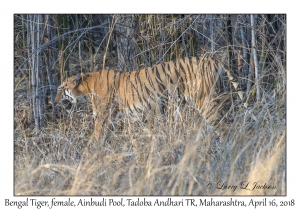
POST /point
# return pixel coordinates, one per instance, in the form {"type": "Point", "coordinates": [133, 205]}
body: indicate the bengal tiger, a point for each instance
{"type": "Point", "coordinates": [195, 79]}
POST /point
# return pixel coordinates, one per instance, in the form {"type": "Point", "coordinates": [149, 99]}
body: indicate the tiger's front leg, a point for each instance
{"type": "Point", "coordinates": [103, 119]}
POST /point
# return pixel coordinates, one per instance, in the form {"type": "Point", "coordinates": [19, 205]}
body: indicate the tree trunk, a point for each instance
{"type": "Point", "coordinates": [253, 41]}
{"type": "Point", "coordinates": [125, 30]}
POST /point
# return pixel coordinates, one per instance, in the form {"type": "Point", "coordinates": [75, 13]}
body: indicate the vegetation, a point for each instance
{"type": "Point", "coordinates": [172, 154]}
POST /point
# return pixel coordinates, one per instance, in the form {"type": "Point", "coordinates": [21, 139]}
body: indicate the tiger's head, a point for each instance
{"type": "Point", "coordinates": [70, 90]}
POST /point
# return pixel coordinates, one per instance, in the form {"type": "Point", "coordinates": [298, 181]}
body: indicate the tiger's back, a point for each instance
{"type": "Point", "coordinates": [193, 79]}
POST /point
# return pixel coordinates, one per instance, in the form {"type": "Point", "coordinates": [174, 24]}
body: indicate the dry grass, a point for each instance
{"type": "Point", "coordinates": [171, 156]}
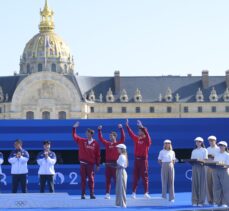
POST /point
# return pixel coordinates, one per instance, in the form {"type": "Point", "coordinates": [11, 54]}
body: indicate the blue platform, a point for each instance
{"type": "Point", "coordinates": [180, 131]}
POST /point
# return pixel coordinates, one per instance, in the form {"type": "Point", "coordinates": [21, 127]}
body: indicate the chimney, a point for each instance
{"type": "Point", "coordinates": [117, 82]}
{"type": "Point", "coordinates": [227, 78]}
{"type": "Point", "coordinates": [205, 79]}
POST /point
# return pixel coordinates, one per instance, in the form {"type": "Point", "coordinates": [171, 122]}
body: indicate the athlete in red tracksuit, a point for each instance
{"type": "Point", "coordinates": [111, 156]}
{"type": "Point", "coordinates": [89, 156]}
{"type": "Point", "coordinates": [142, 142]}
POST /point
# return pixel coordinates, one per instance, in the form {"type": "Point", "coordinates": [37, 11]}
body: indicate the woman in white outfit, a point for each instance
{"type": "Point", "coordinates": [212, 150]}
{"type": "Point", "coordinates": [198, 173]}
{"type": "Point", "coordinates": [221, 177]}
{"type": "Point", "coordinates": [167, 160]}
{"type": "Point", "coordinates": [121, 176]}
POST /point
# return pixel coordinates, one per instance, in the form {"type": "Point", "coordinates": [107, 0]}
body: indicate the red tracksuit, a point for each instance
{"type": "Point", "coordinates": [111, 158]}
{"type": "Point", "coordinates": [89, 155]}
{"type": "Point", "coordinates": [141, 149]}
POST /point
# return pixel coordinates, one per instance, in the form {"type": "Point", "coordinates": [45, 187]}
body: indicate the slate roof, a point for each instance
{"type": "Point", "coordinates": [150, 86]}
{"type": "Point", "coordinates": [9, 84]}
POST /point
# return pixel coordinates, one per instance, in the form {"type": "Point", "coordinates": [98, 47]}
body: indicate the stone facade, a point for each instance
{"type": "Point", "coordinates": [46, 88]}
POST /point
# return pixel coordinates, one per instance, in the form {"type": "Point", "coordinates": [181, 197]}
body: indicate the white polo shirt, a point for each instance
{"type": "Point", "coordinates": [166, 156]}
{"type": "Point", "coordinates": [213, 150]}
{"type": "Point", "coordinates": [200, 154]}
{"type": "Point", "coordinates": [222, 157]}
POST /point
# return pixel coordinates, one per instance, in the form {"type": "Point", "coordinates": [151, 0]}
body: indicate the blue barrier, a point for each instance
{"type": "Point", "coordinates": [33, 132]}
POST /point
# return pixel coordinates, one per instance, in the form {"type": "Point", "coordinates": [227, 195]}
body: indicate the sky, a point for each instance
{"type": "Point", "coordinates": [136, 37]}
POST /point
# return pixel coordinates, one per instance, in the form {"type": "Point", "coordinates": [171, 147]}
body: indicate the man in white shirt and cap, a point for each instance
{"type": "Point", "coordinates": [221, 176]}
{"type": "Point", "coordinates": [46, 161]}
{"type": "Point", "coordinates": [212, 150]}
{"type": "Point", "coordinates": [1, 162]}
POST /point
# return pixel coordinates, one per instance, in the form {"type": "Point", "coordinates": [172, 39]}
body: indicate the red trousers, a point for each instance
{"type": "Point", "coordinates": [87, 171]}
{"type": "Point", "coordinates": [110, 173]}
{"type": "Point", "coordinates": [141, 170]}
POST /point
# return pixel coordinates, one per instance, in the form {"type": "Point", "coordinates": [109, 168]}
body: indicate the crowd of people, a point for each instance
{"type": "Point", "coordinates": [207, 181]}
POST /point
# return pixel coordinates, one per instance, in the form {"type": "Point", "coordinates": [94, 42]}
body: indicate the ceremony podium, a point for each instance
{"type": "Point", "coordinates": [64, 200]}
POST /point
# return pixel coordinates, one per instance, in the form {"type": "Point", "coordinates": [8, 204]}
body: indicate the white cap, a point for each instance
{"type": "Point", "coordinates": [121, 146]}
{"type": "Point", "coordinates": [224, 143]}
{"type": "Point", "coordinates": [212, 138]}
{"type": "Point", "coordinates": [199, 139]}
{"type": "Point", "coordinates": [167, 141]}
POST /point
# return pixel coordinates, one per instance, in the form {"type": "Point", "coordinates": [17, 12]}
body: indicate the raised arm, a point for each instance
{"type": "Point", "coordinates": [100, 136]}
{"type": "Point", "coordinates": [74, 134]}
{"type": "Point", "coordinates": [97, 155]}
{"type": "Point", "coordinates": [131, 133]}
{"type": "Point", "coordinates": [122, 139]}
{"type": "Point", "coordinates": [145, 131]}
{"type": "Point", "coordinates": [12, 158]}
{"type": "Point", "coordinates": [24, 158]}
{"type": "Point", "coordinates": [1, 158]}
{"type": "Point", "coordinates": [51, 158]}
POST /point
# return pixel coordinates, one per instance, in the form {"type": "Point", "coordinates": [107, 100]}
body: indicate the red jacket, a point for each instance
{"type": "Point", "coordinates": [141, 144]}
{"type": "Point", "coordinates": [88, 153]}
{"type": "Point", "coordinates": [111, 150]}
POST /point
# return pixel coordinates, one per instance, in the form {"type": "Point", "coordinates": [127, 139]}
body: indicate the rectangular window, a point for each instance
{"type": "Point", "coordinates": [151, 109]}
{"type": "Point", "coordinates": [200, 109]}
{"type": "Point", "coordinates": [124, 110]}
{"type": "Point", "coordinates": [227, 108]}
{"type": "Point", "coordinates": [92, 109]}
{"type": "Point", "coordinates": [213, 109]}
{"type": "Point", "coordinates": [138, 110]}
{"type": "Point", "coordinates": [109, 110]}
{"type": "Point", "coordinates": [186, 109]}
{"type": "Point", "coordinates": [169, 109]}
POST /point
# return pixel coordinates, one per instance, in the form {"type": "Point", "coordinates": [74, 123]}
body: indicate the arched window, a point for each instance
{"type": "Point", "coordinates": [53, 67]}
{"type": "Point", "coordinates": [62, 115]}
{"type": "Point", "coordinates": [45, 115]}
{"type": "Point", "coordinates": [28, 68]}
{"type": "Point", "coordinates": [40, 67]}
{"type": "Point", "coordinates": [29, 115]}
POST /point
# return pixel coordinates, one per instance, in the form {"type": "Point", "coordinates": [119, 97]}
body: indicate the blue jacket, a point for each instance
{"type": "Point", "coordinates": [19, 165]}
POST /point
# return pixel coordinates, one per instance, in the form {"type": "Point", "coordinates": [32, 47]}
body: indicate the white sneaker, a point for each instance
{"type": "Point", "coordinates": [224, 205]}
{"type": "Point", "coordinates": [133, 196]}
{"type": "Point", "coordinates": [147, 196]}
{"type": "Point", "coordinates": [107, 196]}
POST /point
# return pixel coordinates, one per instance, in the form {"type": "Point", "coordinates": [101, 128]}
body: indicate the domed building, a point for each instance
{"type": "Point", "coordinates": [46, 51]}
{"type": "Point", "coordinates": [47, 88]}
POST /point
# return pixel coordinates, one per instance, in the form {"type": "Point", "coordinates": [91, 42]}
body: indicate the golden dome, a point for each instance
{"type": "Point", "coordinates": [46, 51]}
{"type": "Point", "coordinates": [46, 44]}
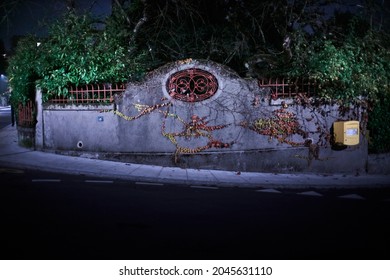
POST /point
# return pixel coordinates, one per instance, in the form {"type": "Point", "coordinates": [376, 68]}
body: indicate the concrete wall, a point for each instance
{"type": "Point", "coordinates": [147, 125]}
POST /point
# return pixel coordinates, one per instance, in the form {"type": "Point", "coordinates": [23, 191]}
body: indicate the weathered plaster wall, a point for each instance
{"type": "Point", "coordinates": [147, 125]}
****************************************
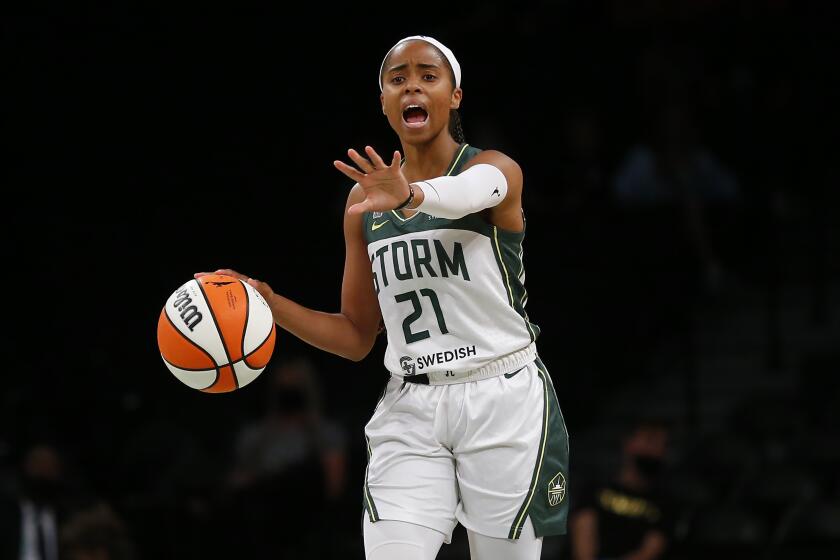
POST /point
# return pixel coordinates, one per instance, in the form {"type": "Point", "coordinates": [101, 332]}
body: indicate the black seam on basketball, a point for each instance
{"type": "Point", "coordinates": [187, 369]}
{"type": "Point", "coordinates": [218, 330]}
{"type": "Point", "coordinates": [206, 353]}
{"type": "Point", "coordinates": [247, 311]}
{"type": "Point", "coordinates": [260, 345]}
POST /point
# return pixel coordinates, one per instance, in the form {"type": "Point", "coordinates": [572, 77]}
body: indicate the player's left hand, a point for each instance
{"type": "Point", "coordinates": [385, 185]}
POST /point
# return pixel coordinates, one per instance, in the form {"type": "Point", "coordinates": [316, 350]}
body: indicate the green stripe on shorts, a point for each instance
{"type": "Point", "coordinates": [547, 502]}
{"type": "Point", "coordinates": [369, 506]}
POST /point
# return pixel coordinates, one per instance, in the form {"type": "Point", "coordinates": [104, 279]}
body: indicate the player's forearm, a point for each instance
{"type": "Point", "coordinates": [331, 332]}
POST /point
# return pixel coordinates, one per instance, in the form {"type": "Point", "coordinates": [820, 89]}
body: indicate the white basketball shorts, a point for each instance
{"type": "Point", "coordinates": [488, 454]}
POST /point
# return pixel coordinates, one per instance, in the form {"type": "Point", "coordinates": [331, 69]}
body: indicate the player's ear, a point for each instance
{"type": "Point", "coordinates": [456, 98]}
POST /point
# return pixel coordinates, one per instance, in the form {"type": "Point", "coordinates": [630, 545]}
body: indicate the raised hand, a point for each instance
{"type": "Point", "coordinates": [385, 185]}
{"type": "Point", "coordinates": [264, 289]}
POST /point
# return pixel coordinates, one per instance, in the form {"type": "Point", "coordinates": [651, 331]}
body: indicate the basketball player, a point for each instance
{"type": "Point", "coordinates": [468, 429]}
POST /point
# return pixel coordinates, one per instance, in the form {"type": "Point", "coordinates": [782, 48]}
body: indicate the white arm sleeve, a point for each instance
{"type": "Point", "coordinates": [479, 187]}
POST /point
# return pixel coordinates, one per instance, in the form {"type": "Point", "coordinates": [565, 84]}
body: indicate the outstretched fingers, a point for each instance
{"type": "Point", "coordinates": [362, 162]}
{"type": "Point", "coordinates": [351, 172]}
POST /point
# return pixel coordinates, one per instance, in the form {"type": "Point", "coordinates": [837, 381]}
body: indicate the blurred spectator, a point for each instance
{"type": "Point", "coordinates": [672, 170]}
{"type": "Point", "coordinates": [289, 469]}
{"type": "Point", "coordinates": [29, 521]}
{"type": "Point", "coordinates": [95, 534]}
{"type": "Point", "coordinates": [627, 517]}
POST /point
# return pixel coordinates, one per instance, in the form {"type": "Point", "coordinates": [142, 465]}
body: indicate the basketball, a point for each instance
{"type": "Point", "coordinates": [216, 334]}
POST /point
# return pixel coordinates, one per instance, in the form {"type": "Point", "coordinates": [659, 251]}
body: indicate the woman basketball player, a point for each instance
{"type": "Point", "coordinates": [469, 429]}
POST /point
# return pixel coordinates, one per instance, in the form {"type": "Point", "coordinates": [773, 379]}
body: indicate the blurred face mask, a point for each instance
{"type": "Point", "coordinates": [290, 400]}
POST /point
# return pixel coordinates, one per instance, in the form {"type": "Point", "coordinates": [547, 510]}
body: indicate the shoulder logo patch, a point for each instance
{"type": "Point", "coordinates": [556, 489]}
****************************************
[SHORT EXERCISE]
Report how many lines of the material contain the word "tracksuit", giving only the number; case counts.

[OUTPUT BELOW]
2